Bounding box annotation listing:
# # # # # # #

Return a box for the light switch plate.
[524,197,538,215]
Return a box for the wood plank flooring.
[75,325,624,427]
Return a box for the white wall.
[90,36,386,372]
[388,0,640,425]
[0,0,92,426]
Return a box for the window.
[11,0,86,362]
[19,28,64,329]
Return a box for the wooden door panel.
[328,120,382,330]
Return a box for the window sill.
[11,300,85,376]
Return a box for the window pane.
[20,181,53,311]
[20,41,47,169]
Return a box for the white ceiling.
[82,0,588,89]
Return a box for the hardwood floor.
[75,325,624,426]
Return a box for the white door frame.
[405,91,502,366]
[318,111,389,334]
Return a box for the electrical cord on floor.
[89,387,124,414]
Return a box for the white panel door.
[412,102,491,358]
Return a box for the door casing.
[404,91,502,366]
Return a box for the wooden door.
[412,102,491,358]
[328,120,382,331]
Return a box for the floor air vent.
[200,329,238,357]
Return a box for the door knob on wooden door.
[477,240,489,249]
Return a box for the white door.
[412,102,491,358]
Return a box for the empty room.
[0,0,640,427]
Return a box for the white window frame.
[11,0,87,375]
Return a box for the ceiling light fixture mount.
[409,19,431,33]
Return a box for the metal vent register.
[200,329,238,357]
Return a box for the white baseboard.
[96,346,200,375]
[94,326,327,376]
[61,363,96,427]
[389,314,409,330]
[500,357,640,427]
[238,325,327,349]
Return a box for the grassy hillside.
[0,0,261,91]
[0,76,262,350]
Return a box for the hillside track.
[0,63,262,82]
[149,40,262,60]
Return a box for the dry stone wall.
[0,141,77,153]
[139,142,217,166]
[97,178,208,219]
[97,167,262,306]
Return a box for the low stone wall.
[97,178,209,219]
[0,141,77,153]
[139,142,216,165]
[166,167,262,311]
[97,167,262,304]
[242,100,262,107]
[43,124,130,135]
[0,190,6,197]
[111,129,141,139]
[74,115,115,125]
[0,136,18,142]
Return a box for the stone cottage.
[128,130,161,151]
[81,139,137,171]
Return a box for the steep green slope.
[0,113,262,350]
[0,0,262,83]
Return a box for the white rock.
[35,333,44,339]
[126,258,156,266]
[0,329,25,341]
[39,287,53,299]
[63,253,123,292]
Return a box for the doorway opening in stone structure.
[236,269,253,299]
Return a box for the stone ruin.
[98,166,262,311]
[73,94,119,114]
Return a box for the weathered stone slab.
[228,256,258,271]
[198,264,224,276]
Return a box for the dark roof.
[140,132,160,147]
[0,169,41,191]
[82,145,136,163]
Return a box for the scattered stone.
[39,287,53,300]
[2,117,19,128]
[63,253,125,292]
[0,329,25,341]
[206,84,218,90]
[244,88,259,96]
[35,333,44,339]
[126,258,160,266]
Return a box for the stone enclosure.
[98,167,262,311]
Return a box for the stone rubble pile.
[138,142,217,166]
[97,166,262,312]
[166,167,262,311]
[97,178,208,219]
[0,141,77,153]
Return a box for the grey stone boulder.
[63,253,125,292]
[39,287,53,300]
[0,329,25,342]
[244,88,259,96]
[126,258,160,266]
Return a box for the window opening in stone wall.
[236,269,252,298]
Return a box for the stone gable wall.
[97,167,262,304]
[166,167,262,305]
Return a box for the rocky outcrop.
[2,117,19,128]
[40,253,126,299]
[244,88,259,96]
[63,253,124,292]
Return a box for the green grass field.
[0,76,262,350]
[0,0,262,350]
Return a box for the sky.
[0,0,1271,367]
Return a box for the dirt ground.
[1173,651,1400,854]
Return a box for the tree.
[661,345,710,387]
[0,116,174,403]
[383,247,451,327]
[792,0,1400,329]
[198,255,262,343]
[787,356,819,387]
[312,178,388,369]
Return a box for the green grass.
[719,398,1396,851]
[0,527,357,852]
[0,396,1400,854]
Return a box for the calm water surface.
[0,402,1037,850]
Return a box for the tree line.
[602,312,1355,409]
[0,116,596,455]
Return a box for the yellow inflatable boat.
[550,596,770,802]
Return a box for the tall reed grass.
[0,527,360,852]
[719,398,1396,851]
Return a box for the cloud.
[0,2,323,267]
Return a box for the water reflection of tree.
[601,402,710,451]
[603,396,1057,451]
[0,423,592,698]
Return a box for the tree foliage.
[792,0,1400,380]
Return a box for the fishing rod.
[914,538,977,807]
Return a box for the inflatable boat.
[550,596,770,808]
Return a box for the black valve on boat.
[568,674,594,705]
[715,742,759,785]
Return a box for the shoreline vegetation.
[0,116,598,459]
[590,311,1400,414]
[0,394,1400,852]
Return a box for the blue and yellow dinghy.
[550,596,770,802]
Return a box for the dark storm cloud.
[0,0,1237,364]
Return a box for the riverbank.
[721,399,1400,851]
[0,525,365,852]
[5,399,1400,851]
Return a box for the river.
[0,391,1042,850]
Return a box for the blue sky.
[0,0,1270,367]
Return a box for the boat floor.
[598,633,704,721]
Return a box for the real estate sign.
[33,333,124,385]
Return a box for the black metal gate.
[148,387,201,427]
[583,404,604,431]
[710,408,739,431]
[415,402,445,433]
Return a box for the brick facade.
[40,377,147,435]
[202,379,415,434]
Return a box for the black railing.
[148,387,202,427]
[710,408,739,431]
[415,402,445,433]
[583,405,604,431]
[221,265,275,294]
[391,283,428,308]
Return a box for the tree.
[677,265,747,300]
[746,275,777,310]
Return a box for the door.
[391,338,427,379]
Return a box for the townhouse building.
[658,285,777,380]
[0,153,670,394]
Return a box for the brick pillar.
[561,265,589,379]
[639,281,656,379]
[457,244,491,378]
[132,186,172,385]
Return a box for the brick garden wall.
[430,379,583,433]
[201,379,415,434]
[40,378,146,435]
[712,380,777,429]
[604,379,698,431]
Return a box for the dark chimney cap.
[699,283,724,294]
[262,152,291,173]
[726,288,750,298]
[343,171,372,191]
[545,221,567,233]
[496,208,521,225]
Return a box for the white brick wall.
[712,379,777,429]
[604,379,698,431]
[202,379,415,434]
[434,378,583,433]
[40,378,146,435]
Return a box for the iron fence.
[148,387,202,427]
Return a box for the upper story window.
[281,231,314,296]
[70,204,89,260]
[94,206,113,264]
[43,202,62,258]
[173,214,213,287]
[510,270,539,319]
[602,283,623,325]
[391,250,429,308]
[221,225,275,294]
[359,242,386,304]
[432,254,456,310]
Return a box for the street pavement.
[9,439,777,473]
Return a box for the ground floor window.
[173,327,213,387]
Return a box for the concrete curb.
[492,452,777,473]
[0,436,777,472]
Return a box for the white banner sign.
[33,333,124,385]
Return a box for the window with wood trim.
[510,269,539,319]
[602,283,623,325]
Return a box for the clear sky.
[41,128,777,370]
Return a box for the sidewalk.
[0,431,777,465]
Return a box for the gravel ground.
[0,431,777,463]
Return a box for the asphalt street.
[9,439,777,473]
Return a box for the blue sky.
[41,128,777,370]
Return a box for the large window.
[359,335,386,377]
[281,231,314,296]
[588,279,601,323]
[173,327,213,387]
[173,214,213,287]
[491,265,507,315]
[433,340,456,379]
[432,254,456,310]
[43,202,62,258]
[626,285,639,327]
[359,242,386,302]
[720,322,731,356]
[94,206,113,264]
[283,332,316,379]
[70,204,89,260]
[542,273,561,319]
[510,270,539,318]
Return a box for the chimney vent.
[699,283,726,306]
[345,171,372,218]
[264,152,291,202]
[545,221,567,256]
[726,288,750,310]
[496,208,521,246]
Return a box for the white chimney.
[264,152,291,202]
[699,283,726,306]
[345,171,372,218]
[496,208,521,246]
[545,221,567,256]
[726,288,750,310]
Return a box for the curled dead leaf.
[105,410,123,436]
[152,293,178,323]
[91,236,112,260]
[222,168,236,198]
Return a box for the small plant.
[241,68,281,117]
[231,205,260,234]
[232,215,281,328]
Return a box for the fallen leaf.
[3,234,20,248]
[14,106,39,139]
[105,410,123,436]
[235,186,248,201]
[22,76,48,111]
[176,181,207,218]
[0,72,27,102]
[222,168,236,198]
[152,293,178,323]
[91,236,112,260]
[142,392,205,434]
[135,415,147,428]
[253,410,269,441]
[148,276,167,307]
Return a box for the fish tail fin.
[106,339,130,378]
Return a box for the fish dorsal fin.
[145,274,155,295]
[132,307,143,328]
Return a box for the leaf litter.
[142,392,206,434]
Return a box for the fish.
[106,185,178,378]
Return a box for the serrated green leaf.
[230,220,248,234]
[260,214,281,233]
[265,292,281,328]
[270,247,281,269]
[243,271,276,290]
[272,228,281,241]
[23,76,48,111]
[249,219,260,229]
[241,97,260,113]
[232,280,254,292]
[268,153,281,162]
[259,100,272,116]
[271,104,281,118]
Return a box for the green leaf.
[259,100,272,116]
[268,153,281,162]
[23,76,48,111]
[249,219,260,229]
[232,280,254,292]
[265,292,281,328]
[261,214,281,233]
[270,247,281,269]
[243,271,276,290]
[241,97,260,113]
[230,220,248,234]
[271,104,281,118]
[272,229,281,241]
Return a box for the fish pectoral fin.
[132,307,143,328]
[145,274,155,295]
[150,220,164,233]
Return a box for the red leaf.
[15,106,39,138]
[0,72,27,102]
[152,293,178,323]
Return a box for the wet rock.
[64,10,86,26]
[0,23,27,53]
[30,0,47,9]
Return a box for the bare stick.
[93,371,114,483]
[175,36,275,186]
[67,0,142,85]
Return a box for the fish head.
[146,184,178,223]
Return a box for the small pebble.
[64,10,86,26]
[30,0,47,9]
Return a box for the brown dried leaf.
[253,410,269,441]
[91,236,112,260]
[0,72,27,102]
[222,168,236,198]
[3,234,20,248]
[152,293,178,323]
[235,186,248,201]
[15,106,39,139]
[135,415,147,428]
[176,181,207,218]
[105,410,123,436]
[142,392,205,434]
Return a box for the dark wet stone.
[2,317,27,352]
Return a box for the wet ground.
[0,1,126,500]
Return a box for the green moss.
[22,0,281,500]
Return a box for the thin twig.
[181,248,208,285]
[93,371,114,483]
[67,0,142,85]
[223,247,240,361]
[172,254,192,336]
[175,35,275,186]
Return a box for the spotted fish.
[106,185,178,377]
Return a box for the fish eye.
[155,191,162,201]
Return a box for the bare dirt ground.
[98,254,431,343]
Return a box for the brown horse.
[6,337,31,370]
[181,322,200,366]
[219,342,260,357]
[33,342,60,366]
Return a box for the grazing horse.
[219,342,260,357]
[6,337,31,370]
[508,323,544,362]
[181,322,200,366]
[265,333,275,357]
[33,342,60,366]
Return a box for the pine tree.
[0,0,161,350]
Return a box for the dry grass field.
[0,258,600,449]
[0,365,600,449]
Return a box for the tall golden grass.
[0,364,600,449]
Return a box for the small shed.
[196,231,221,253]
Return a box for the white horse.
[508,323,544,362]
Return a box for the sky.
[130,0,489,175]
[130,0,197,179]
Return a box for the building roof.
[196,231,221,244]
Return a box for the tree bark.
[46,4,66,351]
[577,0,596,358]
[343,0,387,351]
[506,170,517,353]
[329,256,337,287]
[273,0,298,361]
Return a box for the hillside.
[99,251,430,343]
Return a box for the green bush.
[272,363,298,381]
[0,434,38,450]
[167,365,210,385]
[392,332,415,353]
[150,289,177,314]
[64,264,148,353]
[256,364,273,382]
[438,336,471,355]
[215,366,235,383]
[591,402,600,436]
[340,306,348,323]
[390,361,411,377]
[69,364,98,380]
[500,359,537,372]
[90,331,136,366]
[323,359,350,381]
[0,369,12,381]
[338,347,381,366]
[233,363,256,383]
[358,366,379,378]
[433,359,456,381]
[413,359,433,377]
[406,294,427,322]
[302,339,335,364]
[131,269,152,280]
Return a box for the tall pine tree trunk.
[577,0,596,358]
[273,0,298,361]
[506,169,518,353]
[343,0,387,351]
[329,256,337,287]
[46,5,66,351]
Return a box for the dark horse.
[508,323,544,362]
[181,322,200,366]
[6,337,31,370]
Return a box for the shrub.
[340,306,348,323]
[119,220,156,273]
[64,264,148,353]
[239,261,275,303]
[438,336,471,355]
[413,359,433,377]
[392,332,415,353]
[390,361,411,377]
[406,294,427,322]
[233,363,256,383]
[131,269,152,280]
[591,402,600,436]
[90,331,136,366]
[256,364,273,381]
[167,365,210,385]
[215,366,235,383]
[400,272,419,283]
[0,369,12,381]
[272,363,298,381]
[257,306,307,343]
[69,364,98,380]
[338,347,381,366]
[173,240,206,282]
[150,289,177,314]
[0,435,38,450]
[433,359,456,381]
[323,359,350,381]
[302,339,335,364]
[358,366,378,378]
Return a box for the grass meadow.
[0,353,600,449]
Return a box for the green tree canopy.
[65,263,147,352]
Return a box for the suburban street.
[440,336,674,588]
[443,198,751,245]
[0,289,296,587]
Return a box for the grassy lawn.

# # # # # # #

What is required: Copy the stretch from the start of the listing through the line "[318,111,389,334]", character for character.

Task output:
Return a box for the light switch plate.
[524,197,538,215]
Return a box for the wood plank flooring.
[75,325,624,427]
Return a box for the white wall.
[90,36,386,372]
[388,0,640,425]
[0,0,92,426]
Return a box for the window.
[11,0,86,362]
[19,28,64,329]
Return a box for the wooden door panel.
[328,120,382,330]
Return a box for the window sill.
[11,300,85,376]
Return a box for the window pane.
[20,181,53,311]
[20,41,47,169]
Return a box for the white ceiling.
[82,0,588,89]
Return a box for the hardwood floor.
[75,325,624,426]
Return a box for the white door frame.
[405,91,502,366]
[318,111,389,334]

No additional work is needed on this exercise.